:: Exercise prompt ::
Convert the lines of the listing into a JSON list of strings, one string per line with blank lines omitted, starting with the line that contains "trace: house" and continuing through the end of the listing.

Region annotation listing
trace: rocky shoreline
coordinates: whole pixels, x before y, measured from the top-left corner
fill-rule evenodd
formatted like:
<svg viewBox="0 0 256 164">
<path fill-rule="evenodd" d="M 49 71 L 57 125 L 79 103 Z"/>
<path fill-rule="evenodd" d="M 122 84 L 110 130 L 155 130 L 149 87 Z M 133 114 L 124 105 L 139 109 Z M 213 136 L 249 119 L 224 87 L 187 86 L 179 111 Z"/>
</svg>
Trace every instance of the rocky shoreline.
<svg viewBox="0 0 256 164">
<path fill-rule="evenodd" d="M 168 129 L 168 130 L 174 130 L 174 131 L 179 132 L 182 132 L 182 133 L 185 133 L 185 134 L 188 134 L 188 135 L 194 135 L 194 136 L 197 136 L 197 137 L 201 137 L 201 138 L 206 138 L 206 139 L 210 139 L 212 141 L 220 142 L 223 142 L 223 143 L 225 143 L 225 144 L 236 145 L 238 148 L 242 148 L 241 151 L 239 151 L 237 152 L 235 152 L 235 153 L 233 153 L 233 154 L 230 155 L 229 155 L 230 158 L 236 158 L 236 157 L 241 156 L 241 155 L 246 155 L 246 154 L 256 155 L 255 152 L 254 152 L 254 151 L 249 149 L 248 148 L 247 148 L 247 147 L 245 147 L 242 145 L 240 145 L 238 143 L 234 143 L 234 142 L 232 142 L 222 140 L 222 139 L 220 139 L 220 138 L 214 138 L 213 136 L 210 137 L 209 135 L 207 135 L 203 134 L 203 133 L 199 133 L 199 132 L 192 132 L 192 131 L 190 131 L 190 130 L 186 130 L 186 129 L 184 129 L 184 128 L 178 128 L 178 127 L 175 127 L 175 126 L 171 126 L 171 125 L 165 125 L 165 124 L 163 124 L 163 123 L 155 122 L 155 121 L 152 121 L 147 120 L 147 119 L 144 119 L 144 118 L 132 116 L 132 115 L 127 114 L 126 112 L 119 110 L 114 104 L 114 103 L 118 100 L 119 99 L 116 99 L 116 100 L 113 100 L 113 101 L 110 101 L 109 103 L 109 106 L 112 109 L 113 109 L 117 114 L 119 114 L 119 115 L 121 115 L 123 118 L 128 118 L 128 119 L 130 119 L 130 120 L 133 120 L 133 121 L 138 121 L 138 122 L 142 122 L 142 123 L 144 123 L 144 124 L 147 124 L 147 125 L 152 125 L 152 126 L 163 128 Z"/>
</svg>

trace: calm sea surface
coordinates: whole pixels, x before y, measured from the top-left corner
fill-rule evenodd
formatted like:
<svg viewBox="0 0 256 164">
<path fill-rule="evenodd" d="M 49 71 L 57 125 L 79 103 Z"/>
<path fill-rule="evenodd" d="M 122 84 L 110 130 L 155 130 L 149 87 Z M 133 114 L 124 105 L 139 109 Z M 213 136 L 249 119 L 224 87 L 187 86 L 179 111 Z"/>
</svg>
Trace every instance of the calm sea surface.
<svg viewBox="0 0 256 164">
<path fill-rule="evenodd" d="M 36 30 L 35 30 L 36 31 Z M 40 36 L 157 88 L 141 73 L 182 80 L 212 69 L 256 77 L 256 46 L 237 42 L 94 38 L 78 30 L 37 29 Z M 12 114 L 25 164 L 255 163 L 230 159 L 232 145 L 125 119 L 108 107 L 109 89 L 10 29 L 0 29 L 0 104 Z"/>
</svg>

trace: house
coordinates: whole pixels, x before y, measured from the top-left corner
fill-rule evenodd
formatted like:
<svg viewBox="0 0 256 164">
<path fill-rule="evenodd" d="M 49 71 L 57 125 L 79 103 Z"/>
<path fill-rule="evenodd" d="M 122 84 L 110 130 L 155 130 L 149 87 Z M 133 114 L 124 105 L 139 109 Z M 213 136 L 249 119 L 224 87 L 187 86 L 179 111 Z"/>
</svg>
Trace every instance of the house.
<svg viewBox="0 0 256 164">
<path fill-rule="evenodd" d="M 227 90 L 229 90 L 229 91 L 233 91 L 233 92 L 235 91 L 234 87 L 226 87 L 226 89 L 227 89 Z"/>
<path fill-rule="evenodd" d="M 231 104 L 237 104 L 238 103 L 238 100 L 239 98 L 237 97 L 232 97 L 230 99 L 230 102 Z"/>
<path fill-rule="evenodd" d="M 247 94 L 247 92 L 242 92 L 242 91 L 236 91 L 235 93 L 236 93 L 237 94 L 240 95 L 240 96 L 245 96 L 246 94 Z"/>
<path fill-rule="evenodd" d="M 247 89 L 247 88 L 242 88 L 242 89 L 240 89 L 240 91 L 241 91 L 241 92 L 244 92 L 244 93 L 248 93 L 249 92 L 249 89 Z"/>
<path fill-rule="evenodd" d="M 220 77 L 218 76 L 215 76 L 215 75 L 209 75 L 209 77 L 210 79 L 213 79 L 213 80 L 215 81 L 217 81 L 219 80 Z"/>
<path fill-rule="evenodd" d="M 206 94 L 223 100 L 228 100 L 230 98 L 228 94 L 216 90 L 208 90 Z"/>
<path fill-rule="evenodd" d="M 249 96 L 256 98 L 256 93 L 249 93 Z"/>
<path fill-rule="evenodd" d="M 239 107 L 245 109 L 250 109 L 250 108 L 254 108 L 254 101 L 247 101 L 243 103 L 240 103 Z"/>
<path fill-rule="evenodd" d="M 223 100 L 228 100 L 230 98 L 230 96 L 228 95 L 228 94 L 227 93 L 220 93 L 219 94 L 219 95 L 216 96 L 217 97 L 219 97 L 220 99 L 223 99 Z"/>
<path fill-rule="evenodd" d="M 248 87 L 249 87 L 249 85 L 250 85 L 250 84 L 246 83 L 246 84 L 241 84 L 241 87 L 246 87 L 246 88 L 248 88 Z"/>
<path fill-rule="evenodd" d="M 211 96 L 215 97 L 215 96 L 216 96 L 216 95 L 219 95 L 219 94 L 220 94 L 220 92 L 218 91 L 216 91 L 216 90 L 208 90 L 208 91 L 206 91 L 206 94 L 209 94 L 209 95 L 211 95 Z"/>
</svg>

:: Response for this exercise ::
[
  "trace: house",
  "coordinates: whole pixels, x before y, measured from the top-left corner",
  "fill-rule evenodd",
  "formatted like:",
  "<svg viewBox=\"0 0 256 164\">",
  "<path fill-rule=\"evenodd\" d=\"M 49 71 L 57 125 L 79 103 Z\"/>",
  "<path fill-rule=\"evenodd\" d=\"M 122 84 L 110 130 L 155 130 L 149 87 Z M 133 114 L 124 105 L 139 109 Z M 213 136 L 249 119 L 224 87 L 187 86 L 179 111 Z\"/>",
  "</svg>",
  "Trace every instance of the house.",
  "<svg viewBox=\"0 0 256 164\">",
  "<path fill-rule=\"evenodd\" d=\"M 227 90 L 229 90 L 229 91 L 233 91 L 233 92 L 235 91 L 234 87 L 226 87 L 226 89 L 227 89 Z\"/>",
  "<path fill-rule=\"evenodd\" d=\"M 231 104 L 237 104 L 238 103 L 238 100 L 239 98 L 237 97 L 232 97 L 230 99 L 230 102 Z\"/>",
  "<path fill-rule=\"evenodd\" d=\"M 247 94 L 247 92 L 242 92 L 242 91 L 236 91 L 235 93 L 236 93 L 237 94 L 240 95 L 240 96 L 245 96 L 246 94 Z\"/>",
  "<path fill-rule=\"evenodd\" d=\"M 247 89 L 247 88 L 242 88 L 242 89 L 240 89 L 240 91 L 241 91 L 241 92 L 244 92 L 244 93 L 248 93 L 249 92 L 249 89 Z\"/>",
  "<path fill-rule=\"evenodd\" d=\"M 220 77 L 218 76 L 215 76 L 215 75 L 209 75 L 209 77 L 210 79 L 213 79 L 213 80 L 215 81 L 217 81 L 219 80 Z\"/>",
  "<path fill-rule=\"evenodd\" d=\"M 206 94 L 223 100 L 228 100 L 230 98 L 228 94 L 216 90 L 208 90 Z\"/>",
  "<path fill-rule=\"evenodd\" d=\"M 249 96 L 256 98 L 256 93 L 249 93 Z\"/>",
  "<path fill-rule=\"evenodd\" d=\"M 239 107 L 245 109 L 250 109 L 250 108 L 254 108 L 254 101 L 247 101 L 243 103 L 240 103 Z\"/>",
  "<path fill-rule=\"evenodd\" d=\"M 223 100 L 228 100 L 230 98 L 230 96 L 228 95 L 228 94 L 227 93 L 220 93 L 219 94 L 219 95 L 216 96 L 217 97 L 219 97 L 220 99 L 223 99 Z\"/>",
  "<path fill-rule=\"evenodd\" d=\"M 248 87 L 249 87 L 249 85 L 250 85 L 250 84 L 246 83 L 246 84 L 241 84 L 241 87 L 246 87 L 246 88 L 248 88 Z\"/>",
  "<path fill-rule=\"evenodd\" d=\"M 211 96 L 215 97 L 215 96 L 216 96 L 216 95 L 219 95 L 219 94 L 220 94 L 220 92 L 218 91 L 216 91 L 216 90 L 208 90 L 208 91 L 206 91 L 206 94 L 209 94 L 209 95 L 211 95 Z\"/>",
  "</svg>"
]